■ **REQUIREMENT**:
Collect every line below that contains the string "mare", copying each line in full. Case counts.

■ **ITEMS**:
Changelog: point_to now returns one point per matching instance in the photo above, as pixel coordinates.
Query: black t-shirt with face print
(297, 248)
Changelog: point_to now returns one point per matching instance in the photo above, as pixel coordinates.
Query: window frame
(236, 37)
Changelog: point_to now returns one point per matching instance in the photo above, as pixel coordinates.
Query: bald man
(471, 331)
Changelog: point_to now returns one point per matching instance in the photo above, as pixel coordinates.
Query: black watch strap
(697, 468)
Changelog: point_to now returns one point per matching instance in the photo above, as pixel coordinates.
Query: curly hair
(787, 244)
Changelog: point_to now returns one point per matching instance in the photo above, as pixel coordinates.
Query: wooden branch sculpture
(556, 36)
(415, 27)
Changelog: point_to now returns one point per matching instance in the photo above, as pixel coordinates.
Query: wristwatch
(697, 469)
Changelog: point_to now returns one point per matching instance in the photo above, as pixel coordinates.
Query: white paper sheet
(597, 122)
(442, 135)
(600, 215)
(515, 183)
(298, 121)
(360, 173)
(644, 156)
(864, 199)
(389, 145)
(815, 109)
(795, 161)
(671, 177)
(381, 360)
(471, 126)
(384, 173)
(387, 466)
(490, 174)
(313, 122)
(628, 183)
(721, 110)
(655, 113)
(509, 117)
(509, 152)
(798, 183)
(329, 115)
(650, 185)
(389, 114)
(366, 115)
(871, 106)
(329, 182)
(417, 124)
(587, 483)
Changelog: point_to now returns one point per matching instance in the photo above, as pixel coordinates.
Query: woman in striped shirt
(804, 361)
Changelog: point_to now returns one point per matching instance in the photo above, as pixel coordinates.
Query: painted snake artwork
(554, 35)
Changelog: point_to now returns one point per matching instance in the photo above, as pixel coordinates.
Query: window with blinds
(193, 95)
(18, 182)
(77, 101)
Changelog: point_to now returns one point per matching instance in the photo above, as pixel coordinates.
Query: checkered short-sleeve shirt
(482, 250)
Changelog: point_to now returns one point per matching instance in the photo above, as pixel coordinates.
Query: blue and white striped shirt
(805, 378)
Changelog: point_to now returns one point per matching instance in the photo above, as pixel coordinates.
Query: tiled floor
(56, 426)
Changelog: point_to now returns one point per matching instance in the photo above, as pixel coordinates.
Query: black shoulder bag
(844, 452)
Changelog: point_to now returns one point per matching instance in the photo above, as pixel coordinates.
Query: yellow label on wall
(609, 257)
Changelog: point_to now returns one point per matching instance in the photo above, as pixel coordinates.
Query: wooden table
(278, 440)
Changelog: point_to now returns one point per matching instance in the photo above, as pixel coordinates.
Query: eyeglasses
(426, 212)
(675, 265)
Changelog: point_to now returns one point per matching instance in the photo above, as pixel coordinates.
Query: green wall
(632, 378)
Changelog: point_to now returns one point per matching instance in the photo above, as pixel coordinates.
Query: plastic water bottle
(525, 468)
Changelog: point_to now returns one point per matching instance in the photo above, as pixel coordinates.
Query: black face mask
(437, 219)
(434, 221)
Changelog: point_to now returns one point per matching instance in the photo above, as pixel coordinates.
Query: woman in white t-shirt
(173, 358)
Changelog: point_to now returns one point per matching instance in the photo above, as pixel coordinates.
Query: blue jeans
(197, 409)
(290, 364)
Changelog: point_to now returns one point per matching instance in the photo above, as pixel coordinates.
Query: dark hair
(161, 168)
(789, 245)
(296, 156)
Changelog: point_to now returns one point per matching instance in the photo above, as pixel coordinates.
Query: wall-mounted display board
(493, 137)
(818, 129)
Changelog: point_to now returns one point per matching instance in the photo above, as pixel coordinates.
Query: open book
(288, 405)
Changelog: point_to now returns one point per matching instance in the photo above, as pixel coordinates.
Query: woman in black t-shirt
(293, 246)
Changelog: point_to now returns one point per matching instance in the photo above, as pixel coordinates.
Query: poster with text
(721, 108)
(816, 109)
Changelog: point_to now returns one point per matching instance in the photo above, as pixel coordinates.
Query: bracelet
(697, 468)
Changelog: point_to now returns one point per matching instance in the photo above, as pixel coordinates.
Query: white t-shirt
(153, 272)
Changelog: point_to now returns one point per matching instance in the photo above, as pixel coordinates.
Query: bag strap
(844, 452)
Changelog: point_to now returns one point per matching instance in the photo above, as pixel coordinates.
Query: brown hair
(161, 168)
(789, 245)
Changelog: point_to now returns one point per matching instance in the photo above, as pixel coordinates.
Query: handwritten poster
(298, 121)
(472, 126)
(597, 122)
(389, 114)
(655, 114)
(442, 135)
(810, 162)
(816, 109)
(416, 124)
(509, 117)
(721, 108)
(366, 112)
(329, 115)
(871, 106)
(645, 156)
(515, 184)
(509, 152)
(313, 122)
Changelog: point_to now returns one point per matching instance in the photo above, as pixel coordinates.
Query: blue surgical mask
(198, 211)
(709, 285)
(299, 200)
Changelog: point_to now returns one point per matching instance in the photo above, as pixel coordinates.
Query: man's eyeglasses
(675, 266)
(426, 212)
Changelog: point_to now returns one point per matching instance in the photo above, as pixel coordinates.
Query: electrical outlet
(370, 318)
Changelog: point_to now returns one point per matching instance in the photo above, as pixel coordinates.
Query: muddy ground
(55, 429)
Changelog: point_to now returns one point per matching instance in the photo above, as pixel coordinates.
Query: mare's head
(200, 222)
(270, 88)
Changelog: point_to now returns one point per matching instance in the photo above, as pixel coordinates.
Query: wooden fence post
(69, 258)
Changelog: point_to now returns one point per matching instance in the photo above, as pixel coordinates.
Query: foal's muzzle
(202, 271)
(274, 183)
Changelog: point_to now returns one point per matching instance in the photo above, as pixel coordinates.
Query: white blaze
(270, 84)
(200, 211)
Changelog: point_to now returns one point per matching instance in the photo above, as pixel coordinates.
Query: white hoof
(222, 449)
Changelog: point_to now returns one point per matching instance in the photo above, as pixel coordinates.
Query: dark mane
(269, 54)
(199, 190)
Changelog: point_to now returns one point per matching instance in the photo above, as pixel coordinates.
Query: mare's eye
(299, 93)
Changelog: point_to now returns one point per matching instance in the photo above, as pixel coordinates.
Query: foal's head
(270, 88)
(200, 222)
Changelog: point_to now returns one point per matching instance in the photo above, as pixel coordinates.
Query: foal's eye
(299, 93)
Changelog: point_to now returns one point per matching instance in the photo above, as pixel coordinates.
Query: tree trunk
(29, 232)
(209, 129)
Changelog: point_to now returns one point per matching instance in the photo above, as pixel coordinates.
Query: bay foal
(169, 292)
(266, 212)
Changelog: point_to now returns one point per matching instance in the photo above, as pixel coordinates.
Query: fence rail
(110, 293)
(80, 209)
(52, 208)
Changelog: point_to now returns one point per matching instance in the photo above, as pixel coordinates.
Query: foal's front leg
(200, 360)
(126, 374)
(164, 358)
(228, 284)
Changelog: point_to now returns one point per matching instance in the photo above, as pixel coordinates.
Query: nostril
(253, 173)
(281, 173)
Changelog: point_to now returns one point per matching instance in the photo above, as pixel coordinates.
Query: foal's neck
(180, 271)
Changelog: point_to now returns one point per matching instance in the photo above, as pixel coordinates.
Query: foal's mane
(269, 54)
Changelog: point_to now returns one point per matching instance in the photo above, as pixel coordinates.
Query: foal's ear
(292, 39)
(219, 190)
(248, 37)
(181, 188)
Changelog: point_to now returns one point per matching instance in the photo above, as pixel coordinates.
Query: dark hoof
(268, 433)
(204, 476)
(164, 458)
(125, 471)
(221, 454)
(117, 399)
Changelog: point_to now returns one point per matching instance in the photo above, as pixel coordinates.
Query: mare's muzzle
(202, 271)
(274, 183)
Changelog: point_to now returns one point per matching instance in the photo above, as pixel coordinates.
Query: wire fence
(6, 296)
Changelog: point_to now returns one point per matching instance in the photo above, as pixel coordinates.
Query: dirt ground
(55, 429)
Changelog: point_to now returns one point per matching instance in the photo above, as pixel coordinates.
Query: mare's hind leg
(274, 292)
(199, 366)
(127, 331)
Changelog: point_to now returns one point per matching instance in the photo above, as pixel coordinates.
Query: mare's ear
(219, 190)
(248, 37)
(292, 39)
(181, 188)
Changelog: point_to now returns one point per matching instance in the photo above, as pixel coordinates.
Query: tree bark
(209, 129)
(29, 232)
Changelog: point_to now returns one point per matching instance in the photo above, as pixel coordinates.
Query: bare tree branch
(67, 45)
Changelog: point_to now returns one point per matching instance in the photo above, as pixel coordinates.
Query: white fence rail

■ **FINISHED EXERCISE**:
Query: mare's head
Query: mare's eye
Query: mare's muzzle
Query: mare's hind leg
Query: mare's ear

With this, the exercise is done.